▸ **WORK TO DO**: Resume the reflection on socially responsible investing and storytelling, continuing from its last sentence.

▸ **PASSAGE TO READ**:
For example, the narrative about socially responsible investing evokes two equally troubled responses. In a recent meeting with a group of activists and academics, some of the participants vehemently rejected the possibility that either the workings of capital, or the neo-liberal mindset, can be a altered or countered from within. A few days later, a smaller meeting with business people in Kolkata brought forth a divided response. One set of people defended the dynamism and progress facilitated by the rise of global capital and rejected the need for change. Some others lambasted the operation of capital markets, but felt hopeless about the possibility of anything changing.
Now here is where I get caught in a contradiction. As a pure storyteller I find myself averse to argumentation. It seems valid to say: Here’s what’s happening in the nooks and crevices of our times. I’m not saying that they will necessarily bring about profound, overarching change, but they are worth looking at closely. And yet, I’m also keen to see the further development of these trends and ideas. To that extent it seems essential to fully understand the opposition, challenge and discomfort expressed from diverse vantage points. The challenge lies in doing this without falling into the role of an ideologue by default.

Items contained in a dataset
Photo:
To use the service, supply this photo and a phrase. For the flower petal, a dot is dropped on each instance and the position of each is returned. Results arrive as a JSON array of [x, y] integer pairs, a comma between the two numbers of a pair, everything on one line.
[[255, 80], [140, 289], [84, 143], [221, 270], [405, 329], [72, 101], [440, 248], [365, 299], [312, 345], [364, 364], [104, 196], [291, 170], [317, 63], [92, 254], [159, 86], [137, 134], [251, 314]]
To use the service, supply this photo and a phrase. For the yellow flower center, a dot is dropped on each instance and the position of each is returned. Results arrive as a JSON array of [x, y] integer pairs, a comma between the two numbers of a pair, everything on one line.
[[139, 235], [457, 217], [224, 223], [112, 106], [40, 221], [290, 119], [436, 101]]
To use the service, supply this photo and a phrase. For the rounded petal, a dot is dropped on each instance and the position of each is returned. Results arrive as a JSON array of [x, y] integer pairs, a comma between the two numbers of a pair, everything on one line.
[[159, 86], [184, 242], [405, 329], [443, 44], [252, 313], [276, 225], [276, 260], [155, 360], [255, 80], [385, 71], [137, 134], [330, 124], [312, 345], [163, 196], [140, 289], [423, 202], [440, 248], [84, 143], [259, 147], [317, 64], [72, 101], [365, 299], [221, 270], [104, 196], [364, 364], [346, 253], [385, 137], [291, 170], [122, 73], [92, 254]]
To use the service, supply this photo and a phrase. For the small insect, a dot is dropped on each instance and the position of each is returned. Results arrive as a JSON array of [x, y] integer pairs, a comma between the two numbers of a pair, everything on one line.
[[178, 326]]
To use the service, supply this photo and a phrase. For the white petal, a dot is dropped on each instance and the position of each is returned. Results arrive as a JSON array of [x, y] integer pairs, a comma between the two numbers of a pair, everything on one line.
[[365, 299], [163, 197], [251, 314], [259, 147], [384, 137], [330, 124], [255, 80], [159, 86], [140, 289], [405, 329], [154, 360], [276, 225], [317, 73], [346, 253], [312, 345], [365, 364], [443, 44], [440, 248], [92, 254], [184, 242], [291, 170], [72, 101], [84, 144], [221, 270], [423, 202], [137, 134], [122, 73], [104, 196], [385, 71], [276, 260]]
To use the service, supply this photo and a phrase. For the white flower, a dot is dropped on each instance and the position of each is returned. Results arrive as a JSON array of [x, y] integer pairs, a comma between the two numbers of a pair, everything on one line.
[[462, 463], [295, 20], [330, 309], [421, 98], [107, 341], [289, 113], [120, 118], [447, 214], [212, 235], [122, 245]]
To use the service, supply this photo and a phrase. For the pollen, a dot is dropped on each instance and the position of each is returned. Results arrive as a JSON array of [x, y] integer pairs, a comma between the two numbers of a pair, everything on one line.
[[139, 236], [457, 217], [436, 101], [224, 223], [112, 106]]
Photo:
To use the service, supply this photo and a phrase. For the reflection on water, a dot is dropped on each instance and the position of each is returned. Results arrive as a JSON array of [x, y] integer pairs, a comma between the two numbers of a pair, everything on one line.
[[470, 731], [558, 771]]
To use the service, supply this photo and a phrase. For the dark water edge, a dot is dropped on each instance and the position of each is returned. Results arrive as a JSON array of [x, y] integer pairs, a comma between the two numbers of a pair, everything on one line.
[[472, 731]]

▸ **TASK ANSWER**:
Patience seems to hold the key to keeping the onward journey creative and constructive. This requires the unwavering discipline of remembering that most of us can only see or grasp what we are prepared for. Irish philosopher John O’Donohue has rearticulated a wisdom that is integral to some of India’s philosophical traditions – namely, that we never see a thing completely. ‘In sure anticipation,’ writes O’Donohue, ‘our eyes have always already altered what awaits our gaze. The search for truth is difficult and uncomfortable. Because the mystery is too much for us, we opt to settle for the surface of things. Comfort becomes more important than true presence. This is precisely why we need to hear the discerning voice.’6
It follows that cultivation of a discerning eye, and a discerning ear, is the prime swadharma of the storyteller. That means constantly asking: in what ways is my gaze limited, hemmed in, by what I am predisposed to value and appreciate. This in turn demands a ceaseless state of alert to detect the difference between fruitful exchange and futile argumentation. A fruitful exchange, however discomforting (even enraging) it might be at that moment, could provide clues to perceive hidden details or ways in which I have narrowed my own gaze. Futile argumentation has set in when one or both people in the conversation feel they are listening to a recorded message – that is, an entrenched position is being reiterated without any scope for new learning.
It is at this point that the ability to sift insight from ideology becomes crucial. The first step on this slippery terrain is to acknowledge the importance of ideology – as a set of aims and ideas, as a comprehensive vision which gives rise to insights. But I have also encountered a wide variety of ways in which ideology confines and restricts perception. Let us look at two examples from opposite extremes.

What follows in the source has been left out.